Task => Every picture is to be removed, and all the data is to be copied exactly.

Information provided =>
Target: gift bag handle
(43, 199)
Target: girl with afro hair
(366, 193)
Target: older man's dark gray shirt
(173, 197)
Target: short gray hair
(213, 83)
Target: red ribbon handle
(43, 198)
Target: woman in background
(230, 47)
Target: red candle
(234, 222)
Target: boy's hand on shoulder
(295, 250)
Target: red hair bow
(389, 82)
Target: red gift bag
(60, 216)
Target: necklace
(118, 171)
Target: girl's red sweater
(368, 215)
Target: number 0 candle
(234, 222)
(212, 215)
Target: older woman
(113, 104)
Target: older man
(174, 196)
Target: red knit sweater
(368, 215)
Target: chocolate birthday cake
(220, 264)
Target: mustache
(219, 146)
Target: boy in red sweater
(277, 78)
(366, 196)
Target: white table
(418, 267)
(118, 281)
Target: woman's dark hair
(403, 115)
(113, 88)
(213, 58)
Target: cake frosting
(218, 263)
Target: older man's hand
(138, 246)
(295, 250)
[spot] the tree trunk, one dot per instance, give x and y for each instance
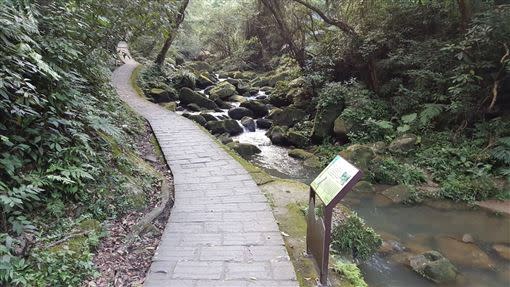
(160, 59)
(465, 13)
(298, 53)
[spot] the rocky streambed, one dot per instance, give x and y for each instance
(424, 244)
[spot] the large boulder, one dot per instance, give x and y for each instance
(223, 105)
(287, 117)
(184, 80)
(502, 250)
(364, 186)
(188, 96)
(232, 127)
(398, 194)
(239, 112)
(359, 155)
(300, 154)
(244, 149)
(193, 107)
(300, 92)
(198, 119)
(434, 266)
(208, 117)
(199, 66)
(237, 98)
(297, 139)
(158, 95)
(324, 122)
(277, 135)
(248, 123)
(258, 108)
(403, 144)
(464, 254)
(264, 124)
(313, 162)
(203, 81)
(223, 90)
(340, 130)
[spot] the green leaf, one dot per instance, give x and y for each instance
(384, 124)
(407, 119)
(403, 128)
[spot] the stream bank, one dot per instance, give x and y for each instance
(462, 233)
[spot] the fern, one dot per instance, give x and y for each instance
(501, 152)
(430, 112)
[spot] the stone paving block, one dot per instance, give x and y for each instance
(171, 253)
(268, 253)
(220, 283)
(198, 270)
(221, 231)
(223, 253)
(248, 271)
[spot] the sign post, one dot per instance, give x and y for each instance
(332, 184)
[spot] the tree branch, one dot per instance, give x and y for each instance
(346, 28)
(495, 86)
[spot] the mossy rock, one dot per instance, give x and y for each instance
(199, 66)
(223, 91)
(159, 95)
(324, 120)
(199, 119)
(300, 154)
(188, 96)
(434, 266)
(258, 108)
(398, 194)
(231, 127)
(287, 117)
(364, 186)
(90, 225)
(277, 135)
(171, 106)
(203, 82)
(261, 178)
(359, 155)
(403, 144)
(297, 139)
(341, 129)
(313, 162)
(244, 149)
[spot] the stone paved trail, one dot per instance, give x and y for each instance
(221, 231)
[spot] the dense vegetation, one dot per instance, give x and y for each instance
(67, 160)
(425, 85)
(416, 93)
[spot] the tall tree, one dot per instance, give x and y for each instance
(342, 25)
(160, 59)
(274, 6)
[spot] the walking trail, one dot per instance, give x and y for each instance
(221, 231)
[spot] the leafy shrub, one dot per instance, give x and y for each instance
(390, 171)
(62, 132)
(354, 237)
(468, 188)
(351, 272)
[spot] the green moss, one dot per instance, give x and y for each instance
(134, 78)
(350, 272)
(90, 225)
(353, 238)
(156, 148)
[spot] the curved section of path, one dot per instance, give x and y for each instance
(221, 231)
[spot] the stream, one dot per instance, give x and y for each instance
(410, 229)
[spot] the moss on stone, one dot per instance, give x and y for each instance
(90, 225)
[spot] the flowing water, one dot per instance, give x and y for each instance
(410, 229)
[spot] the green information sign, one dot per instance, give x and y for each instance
(333, 179)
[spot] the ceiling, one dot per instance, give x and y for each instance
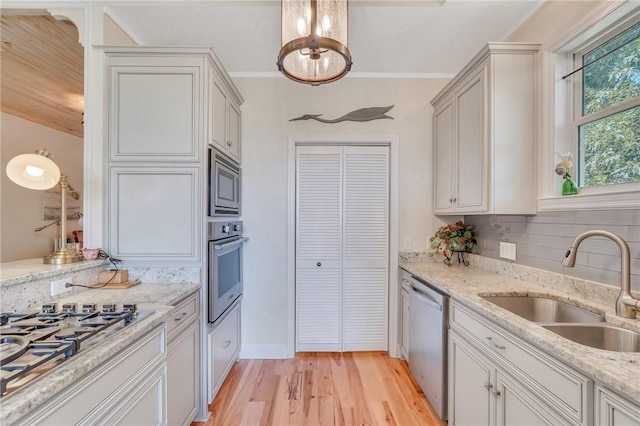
(385, 37)
(42, 61)
(42, 71)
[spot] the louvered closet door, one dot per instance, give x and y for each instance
(366, 245)
(318, 248)
(342, 200)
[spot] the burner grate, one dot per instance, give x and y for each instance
(32, 343)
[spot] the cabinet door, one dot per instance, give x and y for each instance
(444, 147)
(144, 405)
(470, 378)
(516, 406)
(234, 137)
(153, 213)
(183, 376)
(612, 410)
(472, 149)
(224, 346)
(154, 113)
(218, 118)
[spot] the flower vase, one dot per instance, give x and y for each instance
(569, 187)
(457, 246)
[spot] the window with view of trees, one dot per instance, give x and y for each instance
(608, 123)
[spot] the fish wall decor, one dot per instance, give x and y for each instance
(362, 114)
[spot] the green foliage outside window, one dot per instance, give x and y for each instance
(610, 147)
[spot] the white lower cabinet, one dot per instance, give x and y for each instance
(128, 389)
(404, 311)
(183, 362)
(403, 320)
(613, 410)
(224, 347)
(495, 378)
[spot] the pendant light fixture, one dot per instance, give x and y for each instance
(314, 41)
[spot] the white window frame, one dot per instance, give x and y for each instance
(559, 119)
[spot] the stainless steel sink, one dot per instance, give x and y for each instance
(600, 336)
(544, 310)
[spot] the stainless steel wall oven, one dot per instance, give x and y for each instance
(224, 185)
(225, 266)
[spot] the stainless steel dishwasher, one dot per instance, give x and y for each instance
(428, 312)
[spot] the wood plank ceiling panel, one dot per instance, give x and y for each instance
(42, 71)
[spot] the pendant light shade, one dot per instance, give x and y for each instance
(34, 171)
(314, 41)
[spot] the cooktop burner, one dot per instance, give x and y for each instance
(32, 343)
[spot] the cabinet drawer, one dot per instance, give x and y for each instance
(562, 387)
(224, 345)
(108, 383)
(182, 315)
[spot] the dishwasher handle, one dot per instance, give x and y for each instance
(425, 298)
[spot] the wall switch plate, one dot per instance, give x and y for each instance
(508, 250)
(60, 286)
(407, 243)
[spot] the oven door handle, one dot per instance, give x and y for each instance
(232, 243)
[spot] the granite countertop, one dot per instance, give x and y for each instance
(160, 298)
(616, 370)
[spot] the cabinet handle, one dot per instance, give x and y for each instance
(501, 347)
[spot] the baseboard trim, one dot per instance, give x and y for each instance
(264, 352)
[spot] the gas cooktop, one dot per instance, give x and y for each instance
(33, 343)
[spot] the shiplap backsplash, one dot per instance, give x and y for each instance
(543, 239)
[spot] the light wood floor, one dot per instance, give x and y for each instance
(359, 388)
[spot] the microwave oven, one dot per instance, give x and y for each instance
(224, 185)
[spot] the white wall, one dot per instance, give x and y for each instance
(269, 105)
(21, 208)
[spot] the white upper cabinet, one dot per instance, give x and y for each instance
(224, 124)
(484, 134)
(160, 120)
(155, 108)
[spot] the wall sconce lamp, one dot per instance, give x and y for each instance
(38, 171)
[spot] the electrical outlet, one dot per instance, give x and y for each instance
(508, 250)
(60, 286)
(407, 243)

Written reply =>
Target: gift bag handle
(43, 199)
Target: girl with afro hair
(366, 193)
Target: older man's dark gray shirt
(173, 197)
Target: short gray hair
(213, 83)
Target: red ribbon handle
(43, 198)
Target: woman in background
(230, 47)
Target: red candle
(234, 222)
Target: boy's hand on shoulder
(295, 250)
Target: red hair bow
(389, 82)
Target: red gift bag
(60, 216)
Target: necklace
(118, 171)
Target: girl's red sweater
(368, 215)
Target: number 0 candle
(234, 222)
(212, 215)
Target: older woman
(113, 104)
Target: older man
(174, 196)
Target: red knit sweater
(368, 215)
Target: chocolate birthday cake
(220, 264)
Target: mustache
(219, 146)
Target: boy in red sweater
(277, 78)
(366, 196)
Target: white table
(418, 267)
(118, 281)
Target: woman's dark hair
(403, 115)
(113, 88)
(213, 58)
Target: cake frosting
(218, 263)
Target: older man's hand
(138, 246)
(295, 250)
[spot] the tree trunk, one dot per instance, give x and y for each instance
(160, 59)
(465, 13)
(298, 53)
[spot] the rocky streambed, one dot per instance, give x and y for each instance
(424, 244)
[spot] the large boulder, one dot per instance, give x and y for each instance
(223, 105)
(287, 117)
(184, 80)
(502, 250)
(364, 186)
(188, 96)
(232, 127)
(398, 194)
(239, 112)
(359, 155)
(300, 154)
(244, 149)
(193, 107)
(300, 92)
(198, 119)
(434, 266)
(208, 117)
(199, 66)
(237, 98)
(297, 139)
(158, 95)
(324, 122)
(277, 135)
(248, 123)
(258, 108)
(403, 144)
(464, 254)
(264, 124)
(313, 162)
(203, 81)
(223, 90)
(340, 130)
[spot] the green leaf, one dot per instance, give x and y for each instance
(384, 124)
(407, 119)
(403, 128)
[spot] the stream bank, one dot per instance, give x and y for each instance
(462, 233)
[spot] the fern, one dot per instance, give x and y for each instance
(501, 152)
(430, 112)
[spot] the stone paving block, one dot per instance, give x and y for each instance
(171, 253)
(268, 253)
(220, 283)
(198, 270)
(221, 231)
(223, 253)
(248, 271)
[spot] the sign post, one dot per instance, give x and y for each instance
(332, 184)
[spot] the tree branch, one dot per instance, give x and y for each instance
(346, 28)
(495, 86)
[spot] the mossy rock, one dot per instance, give x and y for each instance
(199, 66)
(223, 91)
(159, 95)
(324, 120)
(199, 119)
(300, 154)
(188, 96)
(434, 266)
(258, 108)
(398, 194)
(231, 127)
(287, 117)
(364, 186)
(90, 225)
(277, 135)
(171, 106)
(203, 82)
(261, 178)
(359, 155)
(403, 144)
(297, 139)
(341, 129)
(313, 162)
(244, 149)
[spot] the stone paved trail, one dot per instance, give x and y for each instance
(221, 231)
[spot] the dense vegetation, one dot per instance, give x and y for each instance
(67, 160)
(425, 85)
(416, 93)
[spot] the tall tree, one dot per instance, give x and y for each instance
(342, 25)
(160, 59)
(274, 6)
[spot] the walking trail, one dot per instance, give x and y for each instance
(221, 231)
[spot] the leafy shrub, one dot per instance, give x and y for each instance
(390, 171)
(62, 132)
(354, 237)
(468, 188)
(351, 272)
[spot] the green moss, one dot per instance, give x and y for each instance
(134, 78)
(350, 272)
(90, 225)
(353, 238)
(156, 148)
[spot] the curved section of path, one dot per instance, give x and y for each instance
(221, 231)
[spot] the stream, one dot per instance, give x and y for each instance
(410, 229)
[spot] the moss on stone, one dot per instance, give x and y for each instance
(90, 225)
[spot] the flowing water, one dot per instance, give x and y for each instance
(410, 229)
[spot] the green information sign, one dot per instance, give x and y for each instance
(333, 179)
[spot] the ceiling, one dot per instance, give x and y for each instance
(385, 37)
(42, 61)
(42, 71)
[spot] the louvered closet door, one dot per instance, give x and y for each instance
(366, 245)
(318, 248)
(342, 200)
[spot] the burner grate, one dot per instance, give x and y for each instance
(32, 343)
[spot] the cabinet door, one dot per instance, give x and y for each instance
(444, 147)
(144, 405)
(470, 378)
(516, 406)
(234, 137)
(153, 213)
(183, 376)
(612, 410)
(472, 149)
(224, 346)
(154, 113)
(218, 118)
[spot] the flower vase, one dot per instance, give x and y for each instance
(569, 187)
(457, 246)
[spot] the window with view of trees, one dot per instance, give x and y for each instance
(608, 123)
[spot] the fish wall decor, one dot per instance, give x and y for each instance
(362, 114)
[spot] the green foliage outside window, one dot per instance, give x and y for each instance
(610, 147)
[spot] the white lower cabinet, one dot per instance, give x and y for each instance
(128, 389)
(404, 311)
(183, 362)
(403, 320)
(613, 410)
(224, 347)
(495, 378)
[spot] the pendant light fixture, one dot per instance, give x and y for each instance
(314, 41)
[spot] the white window frame, one dot per instance, give x and y for each instance
(559, 119)
[spot] the stainless steel sink, one dot per instance, give x and y for each instance
(600, 336)
(544, 310)
[spot] the stainless steel wall oven, one dot per instance, give x and y for each instance
(224, 185)
(225, 266)
[spot] the stainless steel dishwasher, one dot per instance, give x and y for each instance
(428, 312)
[spot] the wood plank ceiling panel, one dot per instance, give x and y for each instance
(42, 71)
[spot] the pendant light shade, one dot per instance, give x and y for each instance
(34, 171)
(314, 41)
[spot] the cooktop burner, one dot per instance, give x and y for each instance
(32, 343)
[spot] the cabinet drawer, one dot per instance, give x and y for each instance
(562, 387)
(224, 345)
(108, 383)
(182, 315)
[spot] the dishwasher handle, one dot per instance, give x and y for each instance
(425, 298)
[spot] the wall switch plate, one dot per instance, give x and y for each instance
(508, 250)
(60, 286)
(407, 243)
[spot] the oven door handle, one dot per instance, give x and y for each instance
(232, 243)
[spot] the granite countertop, one dot per instance, give x and y for each instance
(160, 298)
(616, 370)
[spot] the cabinet handle, one dot per instance, give x and y for each instance
(501, 347)
[spot] the baseboard trim, one dot per instance, give x and y for each instance
(264, 352)
[spot] the gas cooktop, one dot per instance, give x and y for each instance
(33, 343)
[spot] the shiplap backsplash, one dot per instance, give x and y for each instance
(543, 239)
[spot] the light wood floor, one dot per instance, give x and y for each instance
(359, 388)
[spot] the microwave oven, one dot per instance, give x and y for each instance
(224, 185)
[spot] the white wall, one dot per instance, give x and y for each instance
(269, 105)
(21, 208)
[spot] the white upper cabinet, one dot per instance, give x and y for each instance
(224, 124)
(484, 134)
(160, 120)
(155, 108)
[spot] the wall sconce lamp, one dot per instance, give x and y for each instance
(38, 171)
[spot] the electrical outlet, one dot per instance, give x and y for each instance
(508, 250)
(60, 286)
(407, 243)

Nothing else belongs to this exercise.